**What to do**
**A.** According to the excerpt, what kind of piglit failures came up when Benedikt Schemmer tested the series on radeonsi?
**B.** Rewrite the excerpt from "BTW: as you" to "a net win.)", replacing "bindless textures" with "bindless images".

On 01.05.2018 18:13, Gert Wollny wrote:
Am Dienstag, den 01.05.2018, 11:57 +0200 schrieb Nicolai Hähnle:
So the GLSL transforms don't already do this? Interesting... anyway,
seems a nice improvement,
When I first sent this patch stand-alone there were some comments about
this:

    https://patchwork.freedesktop.org/patch/189842/[¹


BTW: as you might have seen Benedikt Schemmer did quite some testing of
the series enabling register-merge on radeonsi. One thing that came up
was failing piglits with bindless textures. From what I currently see
all drivers that supports bindless textures actually skip
register_merge and my assumption was that I should enable this code
with the same restrictions - mainly because I assume that the LLVM
back-end takes care of these things anyway.

Yep, that's right. LLVM does an entirely from-scratch SSA form and then later register allocation, so it just makes no sense to do this. (Well, it could reduce the number of alloca instructions in the initial IR, which could theoretically make some things a bit faster later on; but it's unlikely to be a net win.)

Data listing:
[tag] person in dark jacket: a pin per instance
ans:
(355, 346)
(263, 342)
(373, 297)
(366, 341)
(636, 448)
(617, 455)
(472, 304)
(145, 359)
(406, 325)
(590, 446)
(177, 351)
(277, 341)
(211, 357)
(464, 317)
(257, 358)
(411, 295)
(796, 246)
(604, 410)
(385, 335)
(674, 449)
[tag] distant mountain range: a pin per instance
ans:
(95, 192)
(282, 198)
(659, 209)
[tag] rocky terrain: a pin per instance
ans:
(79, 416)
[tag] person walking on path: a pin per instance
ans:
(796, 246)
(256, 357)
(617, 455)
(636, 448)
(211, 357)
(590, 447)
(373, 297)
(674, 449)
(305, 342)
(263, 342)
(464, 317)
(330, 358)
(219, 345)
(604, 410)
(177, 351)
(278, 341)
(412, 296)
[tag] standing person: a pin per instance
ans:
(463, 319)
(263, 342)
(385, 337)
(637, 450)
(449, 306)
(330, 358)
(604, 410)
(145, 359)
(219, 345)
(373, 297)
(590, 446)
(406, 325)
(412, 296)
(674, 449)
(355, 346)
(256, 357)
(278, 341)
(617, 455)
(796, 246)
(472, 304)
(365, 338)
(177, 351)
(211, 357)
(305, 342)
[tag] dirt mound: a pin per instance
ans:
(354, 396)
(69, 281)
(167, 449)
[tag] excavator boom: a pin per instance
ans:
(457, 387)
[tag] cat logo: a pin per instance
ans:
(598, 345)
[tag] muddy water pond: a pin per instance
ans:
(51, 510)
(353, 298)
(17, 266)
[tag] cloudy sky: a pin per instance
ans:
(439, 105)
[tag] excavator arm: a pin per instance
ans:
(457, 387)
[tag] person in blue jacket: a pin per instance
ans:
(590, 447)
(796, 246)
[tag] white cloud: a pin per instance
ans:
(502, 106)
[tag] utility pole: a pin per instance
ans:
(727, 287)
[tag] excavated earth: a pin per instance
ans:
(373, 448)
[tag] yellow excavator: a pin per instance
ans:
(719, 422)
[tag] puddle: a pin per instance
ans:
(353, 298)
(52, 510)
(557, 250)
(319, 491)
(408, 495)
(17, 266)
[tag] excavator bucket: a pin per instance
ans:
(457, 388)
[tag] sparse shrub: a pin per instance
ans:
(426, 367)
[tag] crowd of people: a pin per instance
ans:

**Task-by-task solutions**
**A.** Piglit tests with bindless textures failed.

**B.**
BTW: as you might have seen Benedikt Schemmer did quite some testing of
the series enabling register-merge on radeonsi. One thing that came up
was failing piglits with bindless images. From what I currently see
all drivers that supports bindless images actually skip
register_merge and my assumption was that I should enable this code
with the same restrictions - mainly because I assume that the LLVM
back-end takes care of these things anyway.

Yep, that's right. LLVM does an entirely from-scratch SSA form and then later register allocation, so it just makes no sense to do this. (Well, it could reduce the number of alloca instructions in the initial IR, which could theoretically make some things a bit faster later on; but it's unlikely to be a net win.)